* _INSTRUCTIONS FOR THE TASK_
After finding "Provide the location of every instance of the bird's claw" in a line below, print that line and the rest of the lines exactly, leaving out all pictures.

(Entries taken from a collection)
※ ※ ※
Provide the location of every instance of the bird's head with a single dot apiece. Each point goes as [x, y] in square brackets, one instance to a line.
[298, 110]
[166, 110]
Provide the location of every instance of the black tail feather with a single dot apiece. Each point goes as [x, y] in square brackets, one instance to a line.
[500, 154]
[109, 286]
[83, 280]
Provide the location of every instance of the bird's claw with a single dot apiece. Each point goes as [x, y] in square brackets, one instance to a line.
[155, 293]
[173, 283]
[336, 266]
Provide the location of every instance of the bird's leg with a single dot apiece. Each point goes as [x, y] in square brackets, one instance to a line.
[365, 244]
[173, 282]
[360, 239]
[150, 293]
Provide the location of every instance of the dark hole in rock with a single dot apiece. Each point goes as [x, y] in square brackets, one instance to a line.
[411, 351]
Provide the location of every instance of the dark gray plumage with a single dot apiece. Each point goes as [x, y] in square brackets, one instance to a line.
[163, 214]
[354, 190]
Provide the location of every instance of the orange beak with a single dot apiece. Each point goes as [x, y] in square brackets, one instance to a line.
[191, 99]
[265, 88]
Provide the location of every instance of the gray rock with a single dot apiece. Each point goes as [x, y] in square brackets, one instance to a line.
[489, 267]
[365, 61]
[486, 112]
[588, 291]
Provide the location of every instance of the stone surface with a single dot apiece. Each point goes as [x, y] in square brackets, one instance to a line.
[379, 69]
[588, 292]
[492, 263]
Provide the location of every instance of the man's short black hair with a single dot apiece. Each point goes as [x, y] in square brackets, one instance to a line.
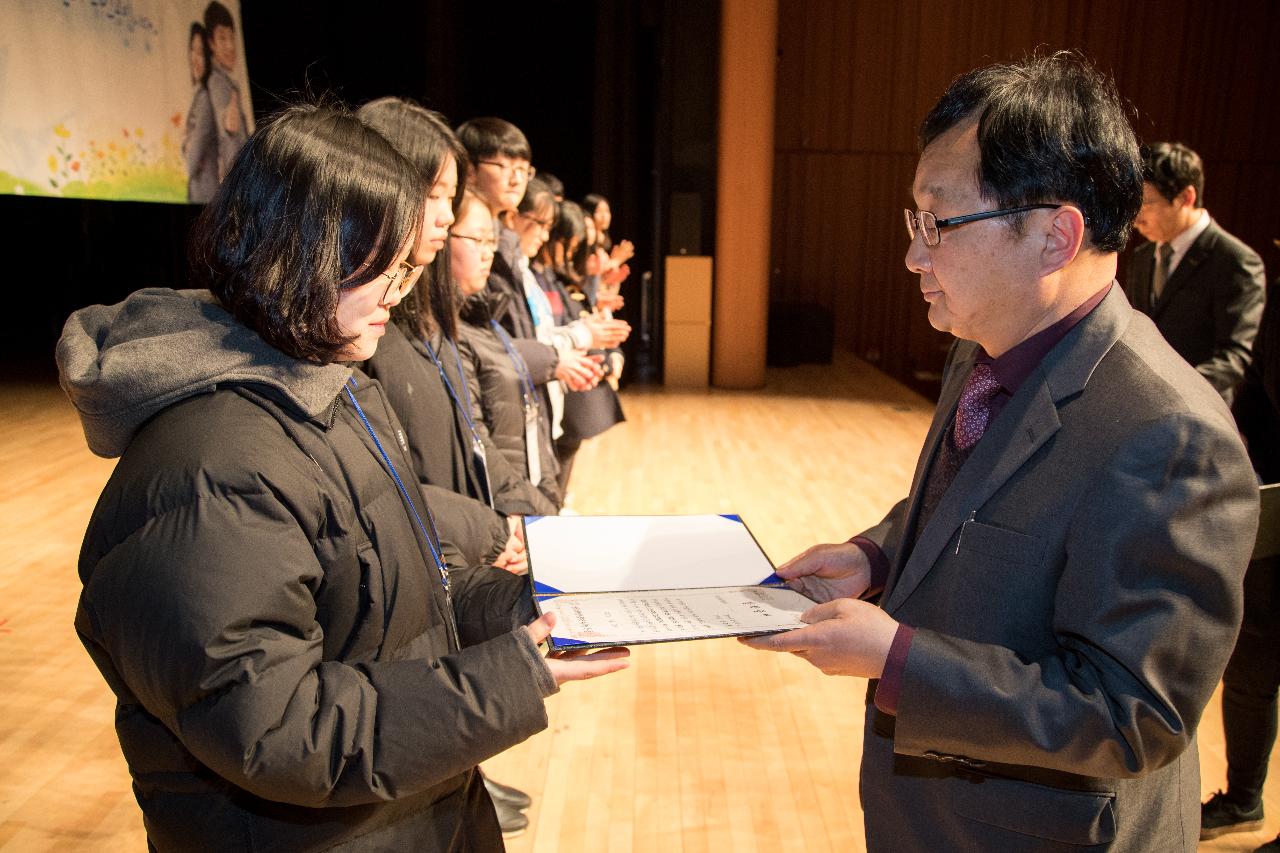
[1170, 168]
[218, 16]
[314, 201]
[487, 137]
[1050, 129]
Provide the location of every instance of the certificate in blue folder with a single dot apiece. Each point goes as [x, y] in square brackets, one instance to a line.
※ ※ ※
* _WRITTEN REPLY_
Provide the location of every instance of the bird's claw with a single dot apiece. Each point goes as [x, y] in square brackets, one instance to a line.
[155, 293]
[173, 283]
[336, 266]
Provide the location of every instance of the bird's leg with a single dot apiece. Each point goes as [x, y] in square brackets, one instance to a line.
[365, 244]
[173, 282]
[360, 239]
[150, 293]
Provide the location of every instance of the dark hole in rock with a single dot apiece. Each point goes as [x, y] in square brackets, one instance to a line.
[411, 351]
Provide the location of every instance of the dark gray plumage with a single dot apiece. Each point goes as [x, y] in square brackets, one instance to a line.
[163, 214]
[354, 190]
Provide the location of every instance of the orange beak with a single dot apiece. Each point goes as [x, y] in square brackets, one instance to a line.
[191, 99]
[265, 88]
Provide the location of every instance of the gray rock with a single dot apiece. Each point goes as [x, y] in square brackets, one instance to a line.
[489, 267]
[365, 61]
[486, 112]
[588, 291]
Provide the location of every instance of the stone surface with a single dot apiece. Each point goes as [x, y] in square brackets, one instance to a line.
[379, 69]
[588, 292]
[492, 263]
Provide the location of every instance of the man's short black hair with a single dot apiece. Each point goes as [x, y] in square brackets, one instance to a line.
[1170, 168]
[218, 16]
[314, 201]
[487, 137]
[1050, 129]
Provide the location of every instance of the certificate in blue folder with a single dot apiece. Each point goes as [x, y] in square brackets, one instance to a line.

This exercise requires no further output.